DOCUMENT TEXT START

Policymakers at the Federal Reserve say they are not concerned that the state of the housing market poses financial stability risks. But they are keeping a close eye on the situation, with some economists wary of a bubble that could form the longer prices continue to soar.
Fannie Mae and Freddie Mac are two of the largest financial institutions in the United States, effectively backstopping the mortgage industry. They purchase mortgages on the secondary market, ensuring there is enough liquidity for banks and other lenders to extend loans. They remain controversial, though, and have remained under government control since 2008. It’s unclear when that arrangement will end.
Government support for the housing market has remained popular with many banks and housing groups because they believe it provides easier access to mortgages, but policymakers have not successfully hashed out what the long-term vision for these entities should be. Taxpayers had to bail out both companies after the financial crisis when many of the mortgage products that they held lost value.
The authority Biden cited came from a Supreme Court decision Wednesday that largely went against Fannie Mae and Freddie Mac investors who were challenging more than $100 billion in profits gathered by the government. The money was compensation for the taxpayer bailout Fannie and Freddie received after the 2007 housing market crash.
The justices rejected claims that the FHFA exceeded its authority under the Recovery Act. “In the Recovery Act, Congress sharply circumscribed judicial review of any action that the FHFA takes as a conservator or receiver,” Alito wrote for the court.

DOCUMENT TEXT END

EXERCISE INSTRUCTIONS:
- a) List every organization or government body named in the housing finance text.
- b) Copy word for word everything in the housing finance text from "Government support for" down to "held lost value.".
The records have nothing to do with the housing finance text.

DATASET RECORDS START

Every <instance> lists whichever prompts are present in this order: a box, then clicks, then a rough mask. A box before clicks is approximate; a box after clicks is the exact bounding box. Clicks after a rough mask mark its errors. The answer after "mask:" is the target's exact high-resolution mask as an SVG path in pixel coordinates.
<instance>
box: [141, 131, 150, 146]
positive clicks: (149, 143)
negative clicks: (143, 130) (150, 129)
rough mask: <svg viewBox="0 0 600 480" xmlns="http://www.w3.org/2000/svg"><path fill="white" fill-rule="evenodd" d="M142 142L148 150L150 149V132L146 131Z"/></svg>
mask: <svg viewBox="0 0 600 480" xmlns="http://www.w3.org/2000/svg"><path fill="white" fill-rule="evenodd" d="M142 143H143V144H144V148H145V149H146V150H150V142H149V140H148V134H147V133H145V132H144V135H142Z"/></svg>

DATASET RECORDS END

SOLVED PROBLEMS:
- a) Federal Reserve, Fannie Mae, Freddie Mac, Supreme Court, FHFA, Congress

- b)
Government support for the housing market has remained popular with many banks and housing groups because they believe it provides easier access to mortgages, but policymakers have not successfully hashed out what the long-term vision for these entities should be. Taxpayers had to bail out both companies after the financial crisis when many of the mortgage products that they held lost value.